Where a line in the records below includes "corrugated", pull that line out.

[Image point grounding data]
------------------------------------------------

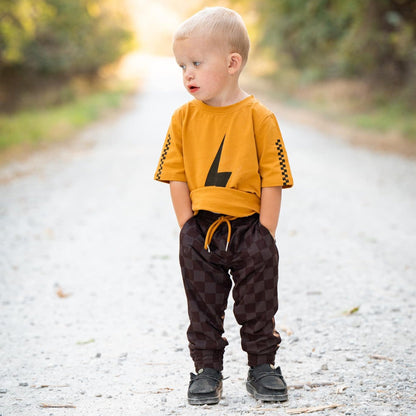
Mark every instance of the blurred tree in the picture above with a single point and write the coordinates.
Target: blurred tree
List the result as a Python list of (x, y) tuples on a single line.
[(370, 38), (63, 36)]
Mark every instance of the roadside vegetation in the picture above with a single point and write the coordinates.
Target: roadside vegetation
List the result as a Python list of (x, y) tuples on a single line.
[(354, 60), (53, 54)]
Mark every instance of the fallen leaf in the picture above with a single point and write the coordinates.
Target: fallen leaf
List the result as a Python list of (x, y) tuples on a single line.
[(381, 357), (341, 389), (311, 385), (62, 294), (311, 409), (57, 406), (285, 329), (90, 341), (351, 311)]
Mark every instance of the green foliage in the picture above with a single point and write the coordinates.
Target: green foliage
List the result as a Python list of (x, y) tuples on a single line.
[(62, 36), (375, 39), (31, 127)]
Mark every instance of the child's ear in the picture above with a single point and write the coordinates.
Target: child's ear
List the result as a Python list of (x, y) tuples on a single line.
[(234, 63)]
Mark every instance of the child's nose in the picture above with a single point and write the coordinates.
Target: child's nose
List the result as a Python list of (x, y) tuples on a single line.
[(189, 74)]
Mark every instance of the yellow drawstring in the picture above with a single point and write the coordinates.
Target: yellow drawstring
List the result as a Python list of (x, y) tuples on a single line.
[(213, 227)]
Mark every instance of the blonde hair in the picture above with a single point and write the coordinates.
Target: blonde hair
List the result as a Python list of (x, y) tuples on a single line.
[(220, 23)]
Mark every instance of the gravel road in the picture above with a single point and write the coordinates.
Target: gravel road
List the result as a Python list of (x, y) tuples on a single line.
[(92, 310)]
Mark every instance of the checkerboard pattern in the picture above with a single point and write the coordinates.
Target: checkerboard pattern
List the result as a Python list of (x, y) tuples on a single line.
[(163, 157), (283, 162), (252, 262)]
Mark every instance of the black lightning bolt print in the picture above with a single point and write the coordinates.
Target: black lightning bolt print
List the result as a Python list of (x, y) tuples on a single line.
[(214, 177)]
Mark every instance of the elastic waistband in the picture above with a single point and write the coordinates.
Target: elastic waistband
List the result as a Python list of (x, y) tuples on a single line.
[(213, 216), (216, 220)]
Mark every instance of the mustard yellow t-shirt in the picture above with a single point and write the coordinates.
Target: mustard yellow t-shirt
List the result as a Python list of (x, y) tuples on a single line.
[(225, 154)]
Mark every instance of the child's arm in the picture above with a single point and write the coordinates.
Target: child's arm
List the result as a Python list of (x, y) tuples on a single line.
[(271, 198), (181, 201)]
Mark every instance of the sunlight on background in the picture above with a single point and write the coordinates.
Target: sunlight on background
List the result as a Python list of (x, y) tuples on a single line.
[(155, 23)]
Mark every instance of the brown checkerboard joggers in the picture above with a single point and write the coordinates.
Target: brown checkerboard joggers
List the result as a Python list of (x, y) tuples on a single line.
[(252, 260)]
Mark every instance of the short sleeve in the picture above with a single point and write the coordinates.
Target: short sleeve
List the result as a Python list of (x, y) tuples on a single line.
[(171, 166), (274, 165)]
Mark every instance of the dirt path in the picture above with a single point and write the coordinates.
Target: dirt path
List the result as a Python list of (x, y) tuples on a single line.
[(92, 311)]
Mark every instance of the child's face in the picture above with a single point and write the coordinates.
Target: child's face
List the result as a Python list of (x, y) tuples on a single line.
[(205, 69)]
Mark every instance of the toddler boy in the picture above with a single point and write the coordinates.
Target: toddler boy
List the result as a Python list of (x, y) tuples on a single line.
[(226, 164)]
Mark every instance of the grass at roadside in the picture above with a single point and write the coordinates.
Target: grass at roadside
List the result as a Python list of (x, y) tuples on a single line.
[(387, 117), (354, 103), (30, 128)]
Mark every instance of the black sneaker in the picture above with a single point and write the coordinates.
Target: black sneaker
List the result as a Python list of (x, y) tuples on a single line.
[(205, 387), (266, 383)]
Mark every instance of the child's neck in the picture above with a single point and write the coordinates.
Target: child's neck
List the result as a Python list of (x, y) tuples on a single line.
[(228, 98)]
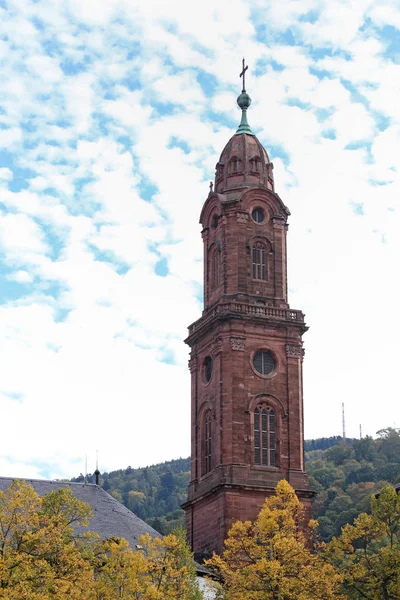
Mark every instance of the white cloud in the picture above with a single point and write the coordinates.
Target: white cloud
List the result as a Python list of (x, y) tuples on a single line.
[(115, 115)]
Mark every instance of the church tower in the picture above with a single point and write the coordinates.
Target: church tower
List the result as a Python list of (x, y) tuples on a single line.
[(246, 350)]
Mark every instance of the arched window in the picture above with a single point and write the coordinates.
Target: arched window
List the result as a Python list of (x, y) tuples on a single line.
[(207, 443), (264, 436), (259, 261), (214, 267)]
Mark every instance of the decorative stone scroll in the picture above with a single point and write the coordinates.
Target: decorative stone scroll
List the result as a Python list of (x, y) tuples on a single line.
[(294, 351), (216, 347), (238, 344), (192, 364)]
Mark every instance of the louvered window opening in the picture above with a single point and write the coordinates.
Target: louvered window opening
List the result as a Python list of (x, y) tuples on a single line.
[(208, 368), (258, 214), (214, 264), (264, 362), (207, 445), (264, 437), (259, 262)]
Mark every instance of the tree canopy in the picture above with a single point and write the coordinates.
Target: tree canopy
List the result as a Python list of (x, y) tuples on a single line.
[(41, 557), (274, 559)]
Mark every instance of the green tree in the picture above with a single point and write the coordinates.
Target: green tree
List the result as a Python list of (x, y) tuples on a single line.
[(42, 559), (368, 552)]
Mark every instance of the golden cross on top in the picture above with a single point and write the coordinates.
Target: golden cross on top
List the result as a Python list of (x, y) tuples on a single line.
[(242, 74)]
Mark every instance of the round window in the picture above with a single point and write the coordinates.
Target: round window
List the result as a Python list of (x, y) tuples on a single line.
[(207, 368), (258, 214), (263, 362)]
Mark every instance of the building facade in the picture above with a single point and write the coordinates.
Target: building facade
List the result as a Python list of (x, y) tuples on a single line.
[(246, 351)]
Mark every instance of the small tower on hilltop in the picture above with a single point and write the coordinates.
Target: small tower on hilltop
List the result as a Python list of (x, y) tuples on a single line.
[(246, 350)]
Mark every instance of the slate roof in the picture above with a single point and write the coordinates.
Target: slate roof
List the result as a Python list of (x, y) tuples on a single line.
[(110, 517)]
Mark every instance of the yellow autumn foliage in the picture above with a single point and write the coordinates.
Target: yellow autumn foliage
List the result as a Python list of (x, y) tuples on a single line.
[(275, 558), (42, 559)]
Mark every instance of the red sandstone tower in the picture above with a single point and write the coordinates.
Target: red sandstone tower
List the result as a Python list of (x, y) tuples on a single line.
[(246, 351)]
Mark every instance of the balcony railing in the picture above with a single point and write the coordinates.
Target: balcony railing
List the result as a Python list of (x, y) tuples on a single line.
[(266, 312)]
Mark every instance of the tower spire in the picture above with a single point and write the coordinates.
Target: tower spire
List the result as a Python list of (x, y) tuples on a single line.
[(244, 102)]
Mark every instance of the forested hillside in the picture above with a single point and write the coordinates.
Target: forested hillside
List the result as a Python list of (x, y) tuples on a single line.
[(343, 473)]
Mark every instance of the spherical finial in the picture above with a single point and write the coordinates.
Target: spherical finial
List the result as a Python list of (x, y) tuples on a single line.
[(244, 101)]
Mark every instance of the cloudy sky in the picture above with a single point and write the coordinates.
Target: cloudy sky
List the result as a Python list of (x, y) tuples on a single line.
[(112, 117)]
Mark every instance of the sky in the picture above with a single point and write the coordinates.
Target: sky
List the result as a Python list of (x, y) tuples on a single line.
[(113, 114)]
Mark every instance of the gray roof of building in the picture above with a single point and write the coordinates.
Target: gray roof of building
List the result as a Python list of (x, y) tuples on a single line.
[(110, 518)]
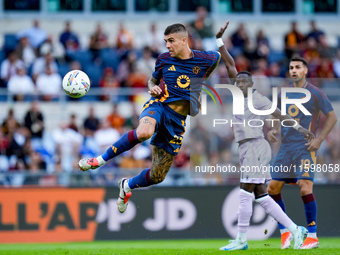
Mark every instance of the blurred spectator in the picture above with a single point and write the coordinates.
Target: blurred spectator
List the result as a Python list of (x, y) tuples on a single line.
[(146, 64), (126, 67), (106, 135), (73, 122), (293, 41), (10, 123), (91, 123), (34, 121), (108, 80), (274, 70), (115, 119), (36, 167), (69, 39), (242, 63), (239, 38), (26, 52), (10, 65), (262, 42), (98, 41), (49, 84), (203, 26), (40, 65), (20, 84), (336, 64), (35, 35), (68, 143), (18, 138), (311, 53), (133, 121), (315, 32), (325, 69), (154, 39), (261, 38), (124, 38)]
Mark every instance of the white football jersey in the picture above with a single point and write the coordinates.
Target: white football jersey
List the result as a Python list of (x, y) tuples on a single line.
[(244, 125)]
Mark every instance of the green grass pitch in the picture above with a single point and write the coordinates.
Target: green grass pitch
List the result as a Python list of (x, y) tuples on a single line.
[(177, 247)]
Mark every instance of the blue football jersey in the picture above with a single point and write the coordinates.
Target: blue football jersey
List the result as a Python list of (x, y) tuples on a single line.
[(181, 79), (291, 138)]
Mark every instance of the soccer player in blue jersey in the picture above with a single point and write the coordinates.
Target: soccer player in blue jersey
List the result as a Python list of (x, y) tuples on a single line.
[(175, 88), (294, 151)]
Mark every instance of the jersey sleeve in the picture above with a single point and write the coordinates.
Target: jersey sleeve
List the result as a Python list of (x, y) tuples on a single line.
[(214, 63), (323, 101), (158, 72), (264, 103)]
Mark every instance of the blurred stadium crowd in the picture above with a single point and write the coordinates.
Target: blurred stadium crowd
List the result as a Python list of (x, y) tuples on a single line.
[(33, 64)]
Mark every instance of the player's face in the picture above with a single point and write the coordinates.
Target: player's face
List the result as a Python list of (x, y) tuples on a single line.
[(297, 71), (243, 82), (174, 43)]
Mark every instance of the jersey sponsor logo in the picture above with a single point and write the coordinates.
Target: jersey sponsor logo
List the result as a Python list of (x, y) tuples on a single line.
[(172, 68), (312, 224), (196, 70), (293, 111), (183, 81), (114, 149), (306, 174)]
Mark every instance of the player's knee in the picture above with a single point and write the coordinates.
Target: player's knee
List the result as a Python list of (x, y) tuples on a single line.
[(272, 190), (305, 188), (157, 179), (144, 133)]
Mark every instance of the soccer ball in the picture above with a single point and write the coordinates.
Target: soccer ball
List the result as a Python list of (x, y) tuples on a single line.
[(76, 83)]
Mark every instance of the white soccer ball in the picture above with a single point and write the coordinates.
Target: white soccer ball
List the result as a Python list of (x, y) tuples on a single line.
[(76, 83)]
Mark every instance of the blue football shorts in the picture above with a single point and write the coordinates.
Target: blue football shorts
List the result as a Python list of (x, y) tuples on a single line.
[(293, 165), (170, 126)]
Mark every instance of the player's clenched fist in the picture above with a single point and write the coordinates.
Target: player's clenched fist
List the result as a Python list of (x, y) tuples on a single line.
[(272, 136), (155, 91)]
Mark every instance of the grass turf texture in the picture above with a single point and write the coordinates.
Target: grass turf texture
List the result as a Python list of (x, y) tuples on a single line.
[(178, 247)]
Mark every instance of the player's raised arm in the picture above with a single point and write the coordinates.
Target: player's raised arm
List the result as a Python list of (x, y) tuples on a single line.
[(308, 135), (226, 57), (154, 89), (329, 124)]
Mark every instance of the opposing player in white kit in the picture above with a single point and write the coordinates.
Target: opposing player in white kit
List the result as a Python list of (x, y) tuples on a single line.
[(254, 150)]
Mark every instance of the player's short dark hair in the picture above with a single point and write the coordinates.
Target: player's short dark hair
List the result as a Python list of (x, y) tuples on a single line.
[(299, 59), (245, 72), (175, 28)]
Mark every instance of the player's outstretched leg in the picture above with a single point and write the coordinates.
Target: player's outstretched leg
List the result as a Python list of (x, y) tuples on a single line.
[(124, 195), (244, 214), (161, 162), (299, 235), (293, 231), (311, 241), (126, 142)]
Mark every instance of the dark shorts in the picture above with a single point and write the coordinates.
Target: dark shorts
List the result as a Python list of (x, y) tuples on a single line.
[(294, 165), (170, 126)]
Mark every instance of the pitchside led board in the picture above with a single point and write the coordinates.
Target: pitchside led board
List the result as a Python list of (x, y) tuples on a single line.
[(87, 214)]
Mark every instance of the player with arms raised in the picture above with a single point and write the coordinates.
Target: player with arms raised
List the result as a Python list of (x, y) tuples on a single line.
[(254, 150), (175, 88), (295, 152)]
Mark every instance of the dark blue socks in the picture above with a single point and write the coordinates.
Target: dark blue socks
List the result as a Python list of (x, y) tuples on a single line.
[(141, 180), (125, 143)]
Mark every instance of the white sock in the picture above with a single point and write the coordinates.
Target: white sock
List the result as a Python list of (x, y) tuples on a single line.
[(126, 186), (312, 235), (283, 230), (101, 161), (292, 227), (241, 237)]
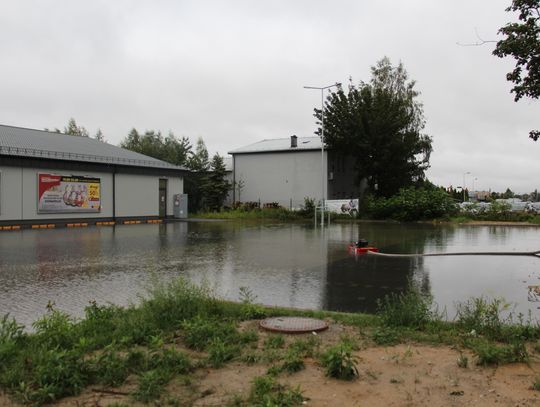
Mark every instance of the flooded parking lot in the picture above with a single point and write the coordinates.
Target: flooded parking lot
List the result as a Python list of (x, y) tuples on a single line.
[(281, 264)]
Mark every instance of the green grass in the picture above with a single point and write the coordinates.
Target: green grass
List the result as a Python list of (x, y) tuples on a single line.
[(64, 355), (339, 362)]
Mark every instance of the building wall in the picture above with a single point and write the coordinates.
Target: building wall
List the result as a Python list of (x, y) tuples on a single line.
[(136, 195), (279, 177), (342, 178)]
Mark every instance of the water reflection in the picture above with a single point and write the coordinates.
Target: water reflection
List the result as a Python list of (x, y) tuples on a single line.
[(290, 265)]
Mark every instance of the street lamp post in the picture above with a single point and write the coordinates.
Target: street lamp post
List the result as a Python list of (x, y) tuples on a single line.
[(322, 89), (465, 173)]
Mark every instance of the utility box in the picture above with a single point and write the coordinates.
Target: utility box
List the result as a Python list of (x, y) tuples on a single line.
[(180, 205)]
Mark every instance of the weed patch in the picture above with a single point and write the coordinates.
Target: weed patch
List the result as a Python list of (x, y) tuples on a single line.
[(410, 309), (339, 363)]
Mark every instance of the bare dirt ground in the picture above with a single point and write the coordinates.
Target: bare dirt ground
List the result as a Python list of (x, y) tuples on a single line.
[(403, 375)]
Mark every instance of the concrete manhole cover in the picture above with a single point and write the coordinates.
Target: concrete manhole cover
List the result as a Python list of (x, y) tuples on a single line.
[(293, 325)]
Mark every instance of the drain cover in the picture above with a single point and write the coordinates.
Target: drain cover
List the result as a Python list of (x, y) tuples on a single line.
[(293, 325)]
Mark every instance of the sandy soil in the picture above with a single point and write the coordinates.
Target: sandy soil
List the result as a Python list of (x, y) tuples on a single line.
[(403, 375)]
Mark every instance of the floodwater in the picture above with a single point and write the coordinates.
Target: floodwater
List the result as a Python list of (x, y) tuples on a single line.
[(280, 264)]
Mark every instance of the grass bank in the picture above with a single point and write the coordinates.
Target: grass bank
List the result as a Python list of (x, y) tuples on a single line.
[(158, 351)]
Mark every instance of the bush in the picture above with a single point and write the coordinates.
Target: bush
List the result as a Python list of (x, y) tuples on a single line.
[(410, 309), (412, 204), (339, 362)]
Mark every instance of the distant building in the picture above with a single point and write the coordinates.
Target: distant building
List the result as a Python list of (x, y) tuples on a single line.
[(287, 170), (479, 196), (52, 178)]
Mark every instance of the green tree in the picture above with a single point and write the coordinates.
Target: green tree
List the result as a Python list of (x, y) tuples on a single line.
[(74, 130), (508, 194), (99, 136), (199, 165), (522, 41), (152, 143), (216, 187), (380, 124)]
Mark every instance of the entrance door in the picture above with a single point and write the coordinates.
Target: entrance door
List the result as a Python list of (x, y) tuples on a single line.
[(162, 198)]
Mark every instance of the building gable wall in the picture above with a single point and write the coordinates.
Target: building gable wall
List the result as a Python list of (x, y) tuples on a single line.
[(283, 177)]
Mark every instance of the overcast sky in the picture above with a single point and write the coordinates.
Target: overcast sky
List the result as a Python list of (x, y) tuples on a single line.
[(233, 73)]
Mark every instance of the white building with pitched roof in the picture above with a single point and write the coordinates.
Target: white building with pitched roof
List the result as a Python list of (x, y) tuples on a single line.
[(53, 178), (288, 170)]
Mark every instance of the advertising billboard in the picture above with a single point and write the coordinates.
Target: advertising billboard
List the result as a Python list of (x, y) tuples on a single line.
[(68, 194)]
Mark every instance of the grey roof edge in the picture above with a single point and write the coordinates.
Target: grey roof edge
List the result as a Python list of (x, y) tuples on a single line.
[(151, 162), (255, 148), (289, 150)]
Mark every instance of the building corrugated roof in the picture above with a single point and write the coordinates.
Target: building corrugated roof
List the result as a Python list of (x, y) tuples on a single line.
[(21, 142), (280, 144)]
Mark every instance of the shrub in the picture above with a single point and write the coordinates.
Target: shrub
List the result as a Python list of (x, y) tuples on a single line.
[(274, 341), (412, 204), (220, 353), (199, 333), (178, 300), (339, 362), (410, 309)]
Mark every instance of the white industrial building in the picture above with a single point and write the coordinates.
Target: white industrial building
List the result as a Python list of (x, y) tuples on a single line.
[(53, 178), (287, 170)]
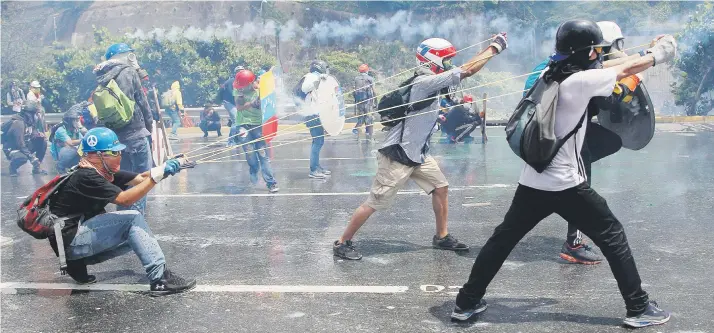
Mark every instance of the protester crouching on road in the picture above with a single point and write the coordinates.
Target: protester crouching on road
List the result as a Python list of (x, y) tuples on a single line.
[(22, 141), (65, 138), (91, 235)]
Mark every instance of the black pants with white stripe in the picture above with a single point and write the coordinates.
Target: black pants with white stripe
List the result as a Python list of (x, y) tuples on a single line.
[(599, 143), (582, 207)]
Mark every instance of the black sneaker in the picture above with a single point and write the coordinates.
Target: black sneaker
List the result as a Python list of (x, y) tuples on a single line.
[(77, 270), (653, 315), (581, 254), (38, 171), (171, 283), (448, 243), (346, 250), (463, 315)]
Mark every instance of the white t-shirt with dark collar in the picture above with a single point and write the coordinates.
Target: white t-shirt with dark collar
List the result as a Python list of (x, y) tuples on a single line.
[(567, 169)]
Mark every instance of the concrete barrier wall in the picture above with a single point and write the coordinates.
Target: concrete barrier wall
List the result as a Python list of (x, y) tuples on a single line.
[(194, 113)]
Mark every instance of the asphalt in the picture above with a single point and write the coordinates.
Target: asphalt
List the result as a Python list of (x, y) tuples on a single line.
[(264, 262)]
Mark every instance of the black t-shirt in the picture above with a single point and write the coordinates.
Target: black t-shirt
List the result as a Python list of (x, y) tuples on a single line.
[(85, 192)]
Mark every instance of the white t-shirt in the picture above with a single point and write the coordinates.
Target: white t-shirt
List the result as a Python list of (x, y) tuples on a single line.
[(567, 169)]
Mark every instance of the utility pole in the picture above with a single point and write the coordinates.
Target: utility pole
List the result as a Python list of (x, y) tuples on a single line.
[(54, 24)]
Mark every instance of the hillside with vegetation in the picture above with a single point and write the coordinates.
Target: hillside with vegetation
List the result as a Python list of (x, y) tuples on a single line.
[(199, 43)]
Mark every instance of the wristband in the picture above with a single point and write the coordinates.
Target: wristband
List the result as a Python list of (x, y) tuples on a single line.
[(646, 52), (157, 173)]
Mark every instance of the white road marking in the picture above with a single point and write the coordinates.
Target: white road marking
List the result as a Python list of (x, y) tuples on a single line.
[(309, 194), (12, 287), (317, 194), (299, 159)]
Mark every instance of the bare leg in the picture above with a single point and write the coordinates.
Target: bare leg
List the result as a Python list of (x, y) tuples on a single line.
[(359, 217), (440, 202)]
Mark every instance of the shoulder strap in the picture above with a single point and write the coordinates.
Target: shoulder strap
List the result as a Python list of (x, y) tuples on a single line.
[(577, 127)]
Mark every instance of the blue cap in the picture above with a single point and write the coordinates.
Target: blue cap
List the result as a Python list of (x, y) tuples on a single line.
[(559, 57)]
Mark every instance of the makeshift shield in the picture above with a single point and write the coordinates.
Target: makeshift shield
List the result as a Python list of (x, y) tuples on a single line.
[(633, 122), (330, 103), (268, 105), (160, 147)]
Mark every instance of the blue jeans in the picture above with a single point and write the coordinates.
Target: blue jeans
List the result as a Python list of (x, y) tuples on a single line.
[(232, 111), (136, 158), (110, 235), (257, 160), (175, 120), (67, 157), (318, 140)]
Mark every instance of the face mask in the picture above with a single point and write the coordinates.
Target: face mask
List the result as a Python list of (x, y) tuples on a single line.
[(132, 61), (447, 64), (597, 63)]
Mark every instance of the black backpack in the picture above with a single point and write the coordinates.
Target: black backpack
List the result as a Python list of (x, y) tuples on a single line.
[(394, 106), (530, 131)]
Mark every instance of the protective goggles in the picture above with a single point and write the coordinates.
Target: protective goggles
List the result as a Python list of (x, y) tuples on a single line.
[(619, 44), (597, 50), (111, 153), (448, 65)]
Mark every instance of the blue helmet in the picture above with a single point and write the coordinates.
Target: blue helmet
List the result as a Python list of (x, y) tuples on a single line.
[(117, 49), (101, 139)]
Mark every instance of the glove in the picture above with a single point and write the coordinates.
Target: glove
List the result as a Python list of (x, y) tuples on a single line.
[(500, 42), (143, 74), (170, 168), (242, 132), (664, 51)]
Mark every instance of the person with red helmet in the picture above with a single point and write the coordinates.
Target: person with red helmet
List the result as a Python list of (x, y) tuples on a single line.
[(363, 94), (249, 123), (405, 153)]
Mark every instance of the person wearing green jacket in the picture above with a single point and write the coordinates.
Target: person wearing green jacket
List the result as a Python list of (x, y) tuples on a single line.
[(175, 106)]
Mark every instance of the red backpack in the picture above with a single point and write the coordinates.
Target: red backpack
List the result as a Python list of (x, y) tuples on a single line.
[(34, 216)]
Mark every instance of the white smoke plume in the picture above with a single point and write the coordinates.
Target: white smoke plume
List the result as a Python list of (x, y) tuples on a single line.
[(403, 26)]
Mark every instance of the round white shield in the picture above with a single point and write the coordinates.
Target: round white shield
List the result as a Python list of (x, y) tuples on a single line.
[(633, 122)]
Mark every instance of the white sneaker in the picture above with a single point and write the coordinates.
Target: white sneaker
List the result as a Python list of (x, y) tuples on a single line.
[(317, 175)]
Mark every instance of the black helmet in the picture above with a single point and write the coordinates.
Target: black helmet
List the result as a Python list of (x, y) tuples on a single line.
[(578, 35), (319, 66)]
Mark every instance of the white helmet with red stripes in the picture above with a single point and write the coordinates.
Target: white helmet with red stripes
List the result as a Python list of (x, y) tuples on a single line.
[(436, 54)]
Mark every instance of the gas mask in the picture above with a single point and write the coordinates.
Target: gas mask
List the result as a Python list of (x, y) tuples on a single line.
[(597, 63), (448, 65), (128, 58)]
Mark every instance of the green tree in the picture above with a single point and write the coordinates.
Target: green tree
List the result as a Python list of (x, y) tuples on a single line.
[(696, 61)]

------------------------------------------------

-- Reply --
Mark every instance of the building corrugated roof in the picture above with a single point and write the coordinates.
Target: building corrugated roof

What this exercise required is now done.